— BEGIN Excerpted passage —

While Don is grounded his friend Joe brings him a video game. Don stands at his bedroom window, & Joe stands directly below the window. If Joe throws the game to Don with an initial velocity of 35 feet per second, an equation for the height "h" feet of the game after "t" seconds is:
h = -16t^2 + 35t + 5.
a. If the window is 25 feet above the ground, will Don have 0,1, or 2 chances to catch the game?
b. If Don is unable to catch the game, when will it hit the ground?
1 Answer
- Anonymous1 decade agoFavorite Answer
(i) In order to see how many chances Don has to catch the game, we need to see how many times the game is 25 feet above the ground. This occurs when h = 25.
So we have:
25 = -16t^2 + 35t + 5
==> 16t^2 - 35t + 20 = 0.

— END Excerpted passage —
— BEGIN Extracted information —

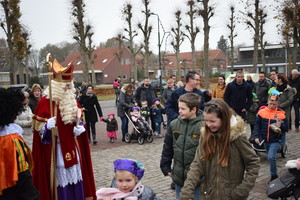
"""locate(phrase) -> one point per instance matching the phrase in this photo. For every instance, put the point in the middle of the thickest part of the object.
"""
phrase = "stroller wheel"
(127, 138)
(141, 140)
(284, 151)
(149, 138)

— END Extracted information —

(Exercises):
1. Answer these about the thrown video game problem above:
(a) What initial velocity does Joe give the game?
(b) How far above the ground is the window?
(c) What equation does the answer reach after setting h equal to 25?
2. Can you write the next part of the thrown video game problem, picking up right after its final line?

(Answer list):
1.
(a) 35 feet per second
(b) 25 feet
(c) 16t^2 - 35t + 20 = 0

2.
Using the discriminant:
b^2 - 4ac = (-35)^2 - 4(16)(20) = -55 < 0.
Since this is negative, the game never gets to him. Thus, he has no chance at getting the game.
(ii) The game will hit the ground when h = 0. This gives:
0 = -16t^2 + 35t + 5
==> 16t^2 - 35t - 5 = 0.
There are two solutions to do this: one negative and one positive. Use the Quadratic Formula to obtain the two values of t and reject the negative one (you cannot have negative time!).
I hope this helps!